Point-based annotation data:

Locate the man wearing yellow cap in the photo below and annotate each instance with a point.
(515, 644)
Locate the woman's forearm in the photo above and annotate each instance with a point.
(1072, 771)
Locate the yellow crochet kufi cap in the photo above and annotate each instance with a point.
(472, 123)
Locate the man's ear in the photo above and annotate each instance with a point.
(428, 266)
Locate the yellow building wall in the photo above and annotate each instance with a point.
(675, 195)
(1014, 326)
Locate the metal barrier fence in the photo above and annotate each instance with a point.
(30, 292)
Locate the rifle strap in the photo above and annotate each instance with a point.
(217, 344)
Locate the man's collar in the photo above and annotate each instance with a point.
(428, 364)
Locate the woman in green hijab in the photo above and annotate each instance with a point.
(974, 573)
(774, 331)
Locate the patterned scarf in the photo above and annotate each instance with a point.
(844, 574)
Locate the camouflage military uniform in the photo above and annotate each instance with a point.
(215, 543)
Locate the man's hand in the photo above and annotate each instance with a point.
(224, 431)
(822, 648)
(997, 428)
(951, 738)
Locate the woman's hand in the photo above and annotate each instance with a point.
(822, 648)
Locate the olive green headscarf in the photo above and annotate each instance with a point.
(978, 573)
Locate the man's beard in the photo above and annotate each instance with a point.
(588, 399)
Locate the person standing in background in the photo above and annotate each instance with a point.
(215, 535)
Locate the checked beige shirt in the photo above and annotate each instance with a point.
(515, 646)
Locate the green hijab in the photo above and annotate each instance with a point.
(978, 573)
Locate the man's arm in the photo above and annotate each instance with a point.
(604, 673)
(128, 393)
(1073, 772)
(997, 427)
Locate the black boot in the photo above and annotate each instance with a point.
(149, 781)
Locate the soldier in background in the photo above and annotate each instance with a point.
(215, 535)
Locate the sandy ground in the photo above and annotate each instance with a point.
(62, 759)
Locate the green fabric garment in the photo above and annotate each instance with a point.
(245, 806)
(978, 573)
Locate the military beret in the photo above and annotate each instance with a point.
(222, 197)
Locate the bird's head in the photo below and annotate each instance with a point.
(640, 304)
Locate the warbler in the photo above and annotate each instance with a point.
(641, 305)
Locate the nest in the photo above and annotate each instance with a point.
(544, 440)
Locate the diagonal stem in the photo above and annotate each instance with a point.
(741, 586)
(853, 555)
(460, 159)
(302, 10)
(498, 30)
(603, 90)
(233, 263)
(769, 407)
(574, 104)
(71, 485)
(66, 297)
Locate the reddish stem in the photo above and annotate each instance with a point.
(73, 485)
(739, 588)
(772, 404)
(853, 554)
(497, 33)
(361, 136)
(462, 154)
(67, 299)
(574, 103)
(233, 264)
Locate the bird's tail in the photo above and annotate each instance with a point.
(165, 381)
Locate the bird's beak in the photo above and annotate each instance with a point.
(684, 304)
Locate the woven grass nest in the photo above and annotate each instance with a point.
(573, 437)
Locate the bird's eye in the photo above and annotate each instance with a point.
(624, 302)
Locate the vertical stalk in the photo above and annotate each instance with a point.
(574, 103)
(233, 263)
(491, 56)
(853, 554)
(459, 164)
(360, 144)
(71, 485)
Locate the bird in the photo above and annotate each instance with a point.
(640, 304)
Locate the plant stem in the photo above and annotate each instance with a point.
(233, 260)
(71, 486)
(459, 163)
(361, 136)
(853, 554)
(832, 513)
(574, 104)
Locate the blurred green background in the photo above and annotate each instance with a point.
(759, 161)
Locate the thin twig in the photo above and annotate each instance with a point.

» Aim: Substitute "mark" for every occurrence of "annotate" throughout the entries, and give them again with nothing else altered.

» Solution for this problem:
Locate the man wearing yellow cap in the photo below and mark each instance with a point.
(515, 644)
Locate the woman's forearm in the photo above and mark each instance with a point.
(1072, 771)
Locate the yellow crochet kufi cap in the photo above and mark each instance with a point.
(472, 123)
Locate the man's ear in the photo above and mark each instance with a point.
(428, 266)
Locate the yellow building wall in the photo above and mark each instance with a point.
(675, 195)
(1014, 326)
Locate the metal barrier fence in the photo above and mark each instance with a point.
(30, 292)
Locate the rifle strap in the photo above and mark each instance with a point.
(217, 344)
Locate the man's collar in the photo above and mark each instance with a point.
(428, 364)
Locate the woman in green hijab in the photo above and mark each instance with a point.
(974, 573)
(774, 331)
Locate the patterned scarf in the photo above and mark each instance with a point.
(844, 574)
Locate the camouflage military uniform in the photo above and mark each instance with a point.
(215, 543)
Locate the man's hand in the photo above and mark each instance with a point.
(224, 431)
(822, 648)
(997, 428)
(951, 738)
Locate the woman's hand in the photo above and mark each instance with a point.
(822, 648)
Locate the olive green headscarf in the photo above and mark each instance with a point.
(978, 573)
Locate the man's beard in the photo above and mark each instance with a point.
(588, 399)
Locate the person standing in background in the photo above and mark each instance with a point.
(215, 535)
Locate the checked beige shirt in the photo above and mark each instance with a point.
(515, 646)
Locate the green hijab in the photo above and mark each instance with a point.
(978, 573)
Locate the man's arm in the photo above and mark each instance with a point.
(604, 673)
(128, 393)
(1073, 772)
(997, 427)
Locate the black boot in the photo above and mark each instance with a point.
(149, 781)
Locate the soldier in background in the photo above and mark each instance with a point.
(215, 535)
Locate the sandy ground in the photo above and mark each instance with a point.
(62, 759)
Locate the green fabric garment in the photo above and mark each instance with a point.
(245, 806)
(978, 573)
Locate the military beret in the photo above and mark each instance with a point.
(222, 197)
Locate the bird's head in the photo below and mark each instance with a point.
(640, 304)
Locate the warbler in the photo above and mark each instance with a point.
(641, 305)
Locate the nest in the photo above and mark each instance with a point.
(544, 440)
Locate the diagonal stem in the photo above and mark each instance with a point.
(741, 586)
(853, 555)
(460, 159)
(302, 10)
(498, 30)
(603, 90)
(233, 263)
(769, 407)
(574, 104)
(71, 485)
(66, 297)
Locate the reddish stem in the photo above and mark each instance with a point.
(73, 485)
(739, 588)
(772, 404)
(853, 554)
(497, 33)
(361, 136)
(462, 154)
(67, 299)
(574, 103)
(233, 264)
Locate the bird's tail in the photo above and mark each instance with a point.
(165, 381)
Locate the bird's beak in the photo above and mark each instance with a point.
(684, 304)
Locate the woven grass nest in the photo above and mark each instance with a point.
(573, 437)
Locate the bird's eye in the photo above and mark each instance with a point.
(624, 302)
Locate the vertical stalk in the photo above and mark each instance with a point.
(574, 103)
(233, 263)
(491, 56)
(853, 554)
(459, 164)
(360, 144)
(71, 485)
Locate the bird in the photo above and mark each instance with a point.
(640, 304)
Locate the plant stem in the photo above and mark each instance with a point.
(233, 260)
(71, 486)
(459, 163)
(361, 136)
(853, 554)
(832, 513)
(574, 104)
Locate the blurred green background in the photo above and mark each instance with a point.
(759, 161)
Locate the thin twig in the photo above and mark each instance with a point.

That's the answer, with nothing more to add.